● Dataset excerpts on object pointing

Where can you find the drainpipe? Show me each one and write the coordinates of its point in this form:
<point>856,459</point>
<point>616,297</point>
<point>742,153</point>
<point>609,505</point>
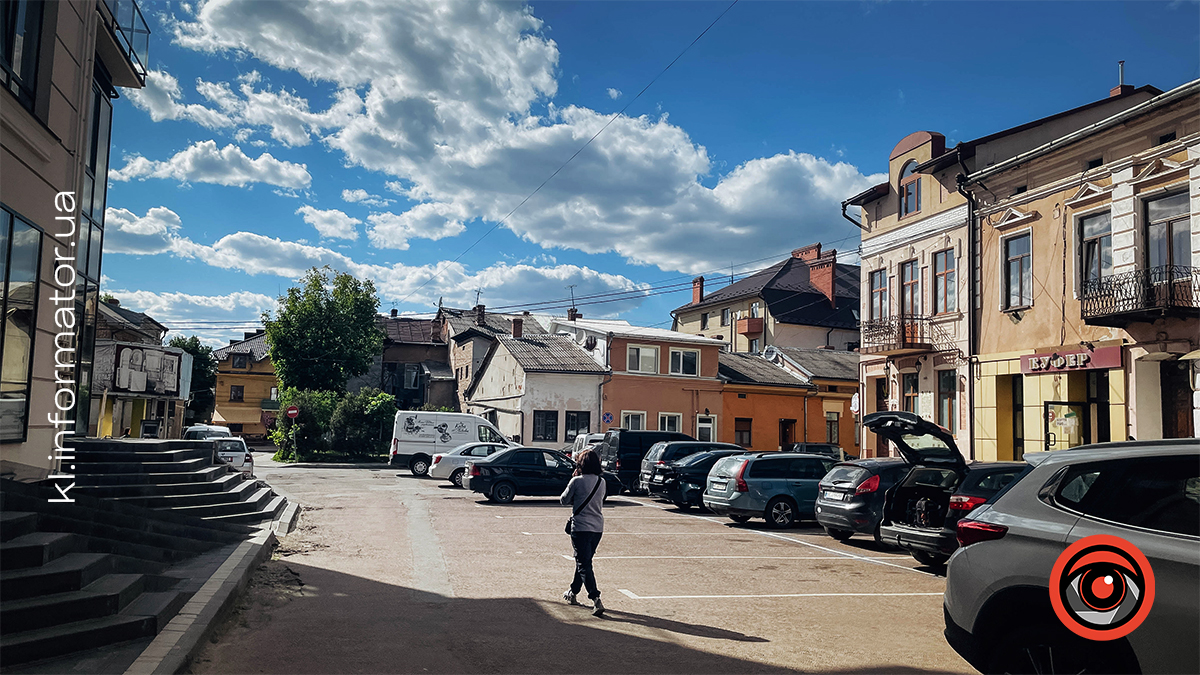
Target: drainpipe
<point>972,292</point>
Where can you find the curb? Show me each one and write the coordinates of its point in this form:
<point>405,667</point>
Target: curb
<point>179,641</point>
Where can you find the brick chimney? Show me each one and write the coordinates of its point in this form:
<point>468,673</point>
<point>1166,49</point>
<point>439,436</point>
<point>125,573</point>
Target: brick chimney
<point>809,252</point>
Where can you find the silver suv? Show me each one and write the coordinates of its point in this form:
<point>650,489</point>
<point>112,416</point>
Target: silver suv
<point>1001,614</point>
<point>778,487</point>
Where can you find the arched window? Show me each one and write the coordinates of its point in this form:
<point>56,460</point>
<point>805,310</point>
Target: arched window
<point>910,189</point>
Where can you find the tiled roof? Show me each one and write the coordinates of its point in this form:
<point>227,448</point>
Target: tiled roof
<point>826,364</point>
<point>550,353</point>
<point>753,369</point>
<point>256,347</point>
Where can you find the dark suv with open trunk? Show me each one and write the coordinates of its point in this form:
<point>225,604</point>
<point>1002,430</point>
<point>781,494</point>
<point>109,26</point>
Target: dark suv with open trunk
<point>922,511</point>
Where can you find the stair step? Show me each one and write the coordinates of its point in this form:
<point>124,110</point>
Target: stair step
<point>105,596</point>
<point>71,572</point>
<point>16,524</point>
<point>36,549</point>
<point>54,640</point>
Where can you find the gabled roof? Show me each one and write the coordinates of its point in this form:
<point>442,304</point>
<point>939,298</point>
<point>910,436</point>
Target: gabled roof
<point>825,364</point>
<point>753,369</point>
<point>256,347</point>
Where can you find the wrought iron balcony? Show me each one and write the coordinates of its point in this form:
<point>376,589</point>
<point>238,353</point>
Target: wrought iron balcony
<point>1141,296</point>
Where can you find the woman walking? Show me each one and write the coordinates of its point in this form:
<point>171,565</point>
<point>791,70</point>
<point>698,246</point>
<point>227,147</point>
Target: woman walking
<point>585,494</point>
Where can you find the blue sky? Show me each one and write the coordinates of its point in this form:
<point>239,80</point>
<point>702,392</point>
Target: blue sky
<point>384,138</point>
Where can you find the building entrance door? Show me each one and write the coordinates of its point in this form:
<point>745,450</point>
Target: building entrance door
<point>1066,424</point>
<point>1176,396</point>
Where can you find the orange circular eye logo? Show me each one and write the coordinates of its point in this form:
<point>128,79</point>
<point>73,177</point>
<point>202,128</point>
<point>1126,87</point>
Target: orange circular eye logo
<point>1102,587</point>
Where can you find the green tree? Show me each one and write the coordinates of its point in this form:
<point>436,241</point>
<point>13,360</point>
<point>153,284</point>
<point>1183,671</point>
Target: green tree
<point>204,375</point>
<point>324,332</point>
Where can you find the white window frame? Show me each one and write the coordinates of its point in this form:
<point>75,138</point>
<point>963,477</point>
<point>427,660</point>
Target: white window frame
<point>657,364</point>
<point>671,369</point>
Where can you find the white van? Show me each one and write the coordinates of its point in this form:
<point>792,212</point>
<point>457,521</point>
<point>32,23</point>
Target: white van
<point>418,436</point>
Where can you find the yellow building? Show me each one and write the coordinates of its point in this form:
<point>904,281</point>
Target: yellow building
<point>247,393</point>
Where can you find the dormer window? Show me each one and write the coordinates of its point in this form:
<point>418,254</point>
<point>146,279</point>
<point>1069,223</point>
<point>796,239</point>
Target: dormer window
<point>910,190</point>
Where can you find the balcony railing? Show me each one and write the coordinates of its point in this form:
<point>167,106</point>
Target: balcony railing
<point>1143,294</point>
<point>132,31</point>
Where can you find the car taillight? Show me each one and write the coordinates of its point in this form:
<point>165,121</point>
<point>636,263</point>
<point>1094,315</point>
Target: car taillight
<point>869,485</point>
<point>961,502</point>
<point>742,484</point>
<point>973,531</point>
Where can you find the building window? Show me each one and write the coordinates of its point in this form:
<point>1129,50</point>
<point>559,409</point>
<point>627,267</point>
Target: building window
<point>1168,232</point>
<point>910,190</point>
<point>911,389</point>
<point>21,251</point>
<point>685,362</point>
<point>21,33</point>
<point>947,393</point>
<point>643,359</point>
<point>910,290</point>
<point>1097,251</point>
<point>832,428</point>
<point>1018,273</point>
<point>633,420</point>
<point>577,423</point>
<point>945,293</point>
<point>545,425</point>
<point>880,293</point>
<point>742,428</point>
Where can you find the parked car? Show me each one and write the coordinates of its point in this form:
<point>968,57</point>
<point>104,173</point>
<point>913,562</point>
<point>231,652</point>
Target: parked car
<point>828,449</point>
<point>417,436</point>
<point>235,453</point>
<point>997,603</point>
<point>921,512</point>
<point>450,466</point>
<point>850,499</point>
<point>202,431</point>
<point>623,449</point>
<point>682,482</point>
<point>778,487</point>
<point>526,471</point>
<point>665,452</point>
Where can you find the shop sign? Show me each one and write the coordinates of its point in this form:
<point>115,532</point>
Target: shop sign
<point>1075,359</point>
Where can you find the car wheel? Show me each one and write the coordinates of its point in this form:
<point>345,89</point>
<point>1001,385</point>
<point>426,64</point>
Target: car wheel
<point>1050,649</point>
<point>930,560</point>
<point>504,493</point>
<point>840,535</point>
<point>419,466</point>
<point>780,513</point>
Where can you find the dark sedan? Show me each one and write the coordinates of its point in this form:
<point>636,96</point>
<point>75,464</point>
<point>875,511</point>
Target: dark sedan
<point>526,471</point>
<point>682,482</point>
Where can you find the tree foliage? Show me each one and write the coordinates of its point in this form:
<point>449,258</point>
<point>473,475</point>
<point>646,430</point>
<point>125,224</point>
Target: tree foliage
<point>324,332</point>
<point>204,375</point>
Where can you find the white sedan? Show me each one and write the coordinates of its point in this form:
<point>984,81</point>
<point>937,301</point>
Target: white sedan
<point>450,466</point>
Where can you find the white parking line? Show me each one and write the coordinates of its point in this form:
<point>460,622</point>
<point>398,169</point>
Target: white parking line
<point>636,597</point>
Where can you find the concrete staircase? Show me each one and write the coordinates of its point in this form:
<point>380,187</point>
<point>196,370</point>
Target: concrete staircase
<point>179,476</point>
<point>97,572</point>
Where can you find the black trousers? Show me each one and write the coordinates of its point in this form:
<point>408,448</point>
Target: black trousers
<point>585,544</point>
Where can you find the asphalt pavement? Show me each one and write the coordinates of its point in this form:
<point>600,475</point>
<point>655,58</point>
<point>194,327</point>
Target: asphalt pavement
<point>390,573</point>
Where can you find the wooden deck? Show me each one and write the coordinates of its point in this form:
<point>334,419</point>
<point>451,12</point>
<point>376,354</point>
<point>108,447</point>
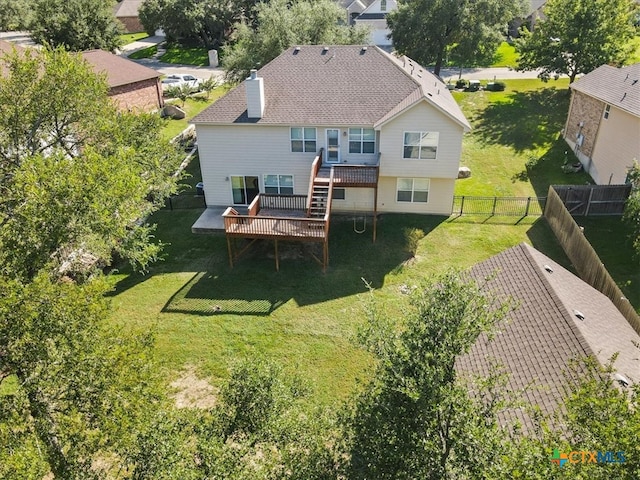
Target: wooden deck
<point>290,217</point>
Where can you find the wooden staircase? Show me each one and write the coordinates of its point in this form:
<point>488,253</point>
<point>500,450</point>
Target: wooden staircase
<point>320,198</point>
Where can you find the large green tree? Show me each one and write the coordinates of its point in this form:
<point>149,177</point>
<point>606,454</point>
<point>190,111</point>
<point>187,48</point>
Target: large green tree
<point>466,30</point>
<point>193,22</point>
<point>283,23</point>
<point>417,418</point>
<point>577,36</point>
<point>77,180</point>
<point>632,206</point>
<point>76,24</point>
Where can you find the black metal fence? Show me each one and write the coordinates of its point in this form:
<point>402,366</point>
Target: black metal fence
<point>593,199</point>
<point>185,201</point>
<point>498,206</point>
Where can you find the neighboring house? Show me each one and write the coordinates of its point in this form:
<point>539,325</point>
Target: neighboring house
<point>375,17</point>
<point>126,11</point>
<point>6,48</point>
<point>353,8</point>
<point>603,124</point>
<point>361,105</point>
<point>557,318</point>
<point>131,86</point>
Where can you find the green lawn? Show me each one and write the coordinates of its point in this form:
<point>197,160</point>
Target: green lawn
<point>186,55</point>
<point>505,56</point>
<point>514,148</point>
<point>144,53</point>
<point>192,107</point>
<point>128,38</point>
<point>205,313</point>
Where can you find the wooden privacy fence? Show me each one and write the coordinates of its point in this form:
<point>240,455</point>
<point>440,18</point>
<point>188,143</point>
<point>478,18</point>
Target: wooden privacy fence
<point>584,257</point>
<point>507,206</point>
<point>593,199</point>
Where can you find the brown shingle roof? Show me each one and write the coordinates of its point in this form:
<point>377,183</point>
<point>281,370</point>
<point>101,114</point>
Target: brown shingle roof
<point>543,333</point>
<point>619,87</point>
<point>5,49</point>
<point>343,85</point>
<point>119,71</point>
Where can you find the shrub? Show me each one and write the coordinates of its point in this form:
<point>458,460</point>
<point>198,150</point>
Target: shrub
<point>461,83</point>
<point>496,86</point>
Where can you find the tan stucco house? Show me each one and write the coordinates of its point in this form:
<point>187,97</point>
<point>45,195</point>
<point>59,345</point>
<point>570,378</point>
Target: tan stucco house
<point>603,124</point>
<point>360,106</point>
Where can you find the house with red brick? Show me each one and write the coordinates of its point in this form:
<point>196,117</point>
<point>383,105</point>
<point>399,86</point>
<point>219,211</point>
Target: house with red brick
<point>131,86</point>
<point>603,124</point>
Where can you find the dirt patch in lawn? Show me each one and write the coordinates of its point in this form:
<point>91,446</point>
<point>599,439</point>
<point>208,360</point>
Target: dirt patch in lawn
<point>192,391</point>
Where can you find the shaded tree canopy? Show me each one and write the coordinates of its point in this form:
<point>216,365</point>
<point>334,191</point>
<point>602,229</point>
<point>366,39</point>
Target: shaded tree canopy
<point>281,24</point>
<point>577,36</point>
<point>465,30</point>
<point>192,22</point>
<point>76,25</point>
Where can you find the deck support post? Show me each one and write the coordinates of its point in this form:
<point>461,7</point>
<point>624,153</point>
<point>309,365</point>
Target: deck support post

● DIRECTIONS FOR THIS TASK
Quote the rows from the line with "Where can you find the arched" to the line with "<point>910,189</point>", keeping every line the same.

● RESPONSE TO THE EXERCISE
Where can you find the arched window? Show me each one and write the coordinates of its point in this form:
<point>56,460</point>
<point>805,310</point>
Target: arched window
<point>910,189</point>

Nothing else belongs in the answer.